**Natural-language object grounding data:**

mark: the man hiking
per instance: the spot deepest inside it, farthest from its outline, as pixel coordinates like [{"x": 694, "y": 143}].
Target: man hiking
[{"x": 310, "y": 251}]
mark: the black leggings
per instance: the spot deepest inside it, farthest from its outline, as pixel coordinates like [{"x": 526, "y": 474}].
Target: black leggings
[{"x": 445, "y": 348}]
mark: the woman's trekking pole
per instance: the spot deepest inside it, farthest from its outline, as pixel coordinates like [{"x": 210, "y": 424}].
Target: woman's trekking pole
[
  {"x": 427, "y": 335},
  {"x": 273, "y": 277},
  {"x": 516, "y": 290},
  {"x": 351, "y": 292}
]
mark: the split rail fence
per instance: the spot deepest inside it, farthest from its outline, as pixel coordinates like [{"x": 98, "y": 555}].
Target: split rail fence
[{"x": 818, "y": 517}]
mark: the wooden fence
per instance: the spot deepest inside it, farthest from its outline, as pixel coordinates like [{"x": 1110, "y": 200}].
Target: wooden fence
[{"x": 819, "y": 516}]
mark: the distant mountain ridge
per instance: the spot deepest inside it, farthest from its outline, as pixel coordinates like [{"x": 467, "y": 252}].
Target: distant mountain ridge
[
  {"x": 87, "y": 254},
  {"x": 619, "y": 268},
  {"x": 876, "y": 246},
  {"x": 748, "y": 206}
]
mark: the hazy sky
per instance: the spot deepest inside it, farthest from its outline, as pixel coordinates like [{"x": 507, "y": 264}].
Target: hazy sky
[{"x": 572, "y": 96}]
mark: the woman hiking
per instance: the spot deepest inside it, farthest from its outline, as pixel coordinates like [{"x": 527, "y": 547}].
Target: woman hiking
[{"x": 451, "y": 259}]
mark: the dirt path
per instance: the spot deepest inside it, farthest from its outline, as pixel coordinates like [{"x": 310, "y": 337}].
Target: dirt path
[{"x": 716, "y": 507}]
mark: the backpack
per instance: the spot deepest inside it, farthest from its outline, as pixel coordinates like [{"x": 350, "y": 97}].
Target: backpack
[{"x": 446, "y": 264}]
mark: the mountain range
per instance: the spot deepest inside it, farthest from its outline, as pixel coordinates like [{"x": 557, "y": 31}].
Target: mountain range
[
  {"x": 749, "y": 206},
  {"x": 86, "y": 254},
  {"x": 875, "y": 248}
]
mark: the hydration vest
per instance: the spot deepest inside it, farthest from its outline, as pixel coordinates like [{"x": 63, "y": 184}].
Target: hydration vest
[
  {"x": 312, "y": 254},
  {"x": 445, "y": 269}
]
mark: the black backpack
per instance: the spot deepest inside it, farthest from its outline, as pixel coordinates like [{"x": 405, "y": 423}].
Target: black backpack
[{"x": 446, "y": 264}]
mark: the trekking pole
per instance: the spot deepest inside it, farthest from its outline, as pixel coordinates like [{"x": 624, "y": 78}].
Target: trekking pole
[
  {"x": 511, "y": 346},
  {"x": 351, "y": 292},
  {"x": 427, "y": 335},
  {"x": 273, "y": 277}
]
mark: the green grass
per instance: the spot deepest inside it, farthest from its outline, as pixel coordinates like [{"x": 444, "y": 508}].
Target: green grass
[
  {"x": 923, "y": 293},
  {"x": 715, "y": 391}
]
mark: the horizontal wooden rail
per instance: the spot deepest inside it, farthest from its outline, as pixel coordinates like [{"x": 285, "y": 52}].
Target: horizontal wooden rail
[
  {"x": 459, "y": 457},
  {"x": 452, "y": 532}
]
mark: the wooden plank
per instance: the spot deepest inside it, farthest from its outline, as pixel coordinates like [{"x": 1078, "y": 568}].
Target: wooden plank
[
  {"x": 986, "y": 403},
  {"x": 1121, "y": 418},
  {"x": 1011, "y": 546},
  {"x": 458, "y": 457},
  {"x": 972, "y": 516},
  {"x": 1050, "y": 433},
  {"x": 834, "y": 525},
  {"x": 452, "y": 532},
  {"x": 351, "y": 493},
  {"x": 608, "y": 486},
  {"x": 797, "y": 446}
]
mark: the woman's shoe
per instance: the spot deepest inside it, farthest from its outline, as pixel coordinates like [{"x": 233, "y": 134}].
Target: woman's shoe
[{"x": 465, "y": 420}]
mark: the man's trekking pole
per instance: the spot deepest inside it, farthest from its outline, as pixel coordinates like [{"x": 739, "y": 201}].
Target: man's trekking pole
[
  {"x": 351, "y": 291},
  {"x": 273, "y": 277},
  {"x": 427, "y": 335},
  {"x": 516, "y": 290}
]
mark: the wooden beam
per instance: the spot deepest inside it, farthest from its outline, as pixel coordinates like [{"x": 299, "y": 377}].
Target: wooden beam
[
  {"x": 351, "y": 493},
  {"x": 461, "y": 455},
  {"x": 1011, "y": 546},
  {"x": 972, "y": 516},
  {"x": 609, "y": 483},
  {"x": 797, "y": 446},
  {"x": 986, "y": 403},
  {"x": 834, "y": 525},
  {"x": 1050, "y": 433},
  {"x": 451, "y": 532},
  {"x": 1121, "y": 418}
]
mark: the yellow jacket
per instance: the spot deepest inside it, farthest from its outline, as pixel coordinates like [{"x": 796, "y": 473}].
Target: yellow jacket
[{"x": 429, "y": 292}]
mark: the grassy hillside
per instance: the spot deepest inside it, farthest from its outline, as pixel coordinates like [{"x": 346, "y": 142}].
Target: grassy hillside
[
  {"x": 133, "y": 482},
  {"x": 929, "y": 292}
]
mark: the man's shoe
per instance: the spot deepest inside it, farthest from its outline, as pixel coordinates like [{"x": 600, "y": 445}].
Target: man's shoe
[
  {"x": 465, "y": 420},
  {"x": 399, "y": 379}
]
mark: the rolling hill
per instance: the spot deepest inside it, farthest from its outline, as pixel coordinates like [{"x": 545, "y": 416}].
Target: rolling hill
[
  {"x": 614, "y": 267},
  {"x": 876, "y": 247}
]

**ASSIGNMENT:** Leave out every line above except those from the line with "mark: the mountain range" up to and including the line with "mark: the green grass", and copy those exactly.

**ANSWER TO THE PROBLEM:**
mark: the mountain range
per instance: the spot deepest inside it, farthest from its outline, as pixel coordinates like [{"x": 557, "y": 31}].
Target: mountain range
[
  {"x": 749, "y": 206},
  {"x": 86, "y": 254},
  {"x": 875, "y": 248}
]
mark: the hydration vest
per instance: the spot deepest inside it, farthest from its outline, as pixel coordinates like [{"x": 63, "y": 184}].
Target: hydration vest
[
  {"x": 312, "y": 254},
  {"x": 445, "y": 269}
]
mark: the black backpack
per instance: the spot deepest inside it, farthest from its outline, as pixel coordinates like [{"x": 405, "y": 423}].
Target: black backpack
[{"x": 446, "y": 264}]
mark: the trekking pole
per instance: the spot deepest inside it, farthest from its outline, as pixel coordinates like [{"x": 624, "y": 78}].
Target: trekking pole
[
  {"x": 511, "y": 346},
  {"x": 351, "y": 292},
  {"x": 427, "y": 335},
  {"x": 273, "y": 277}
]
mark: the green grass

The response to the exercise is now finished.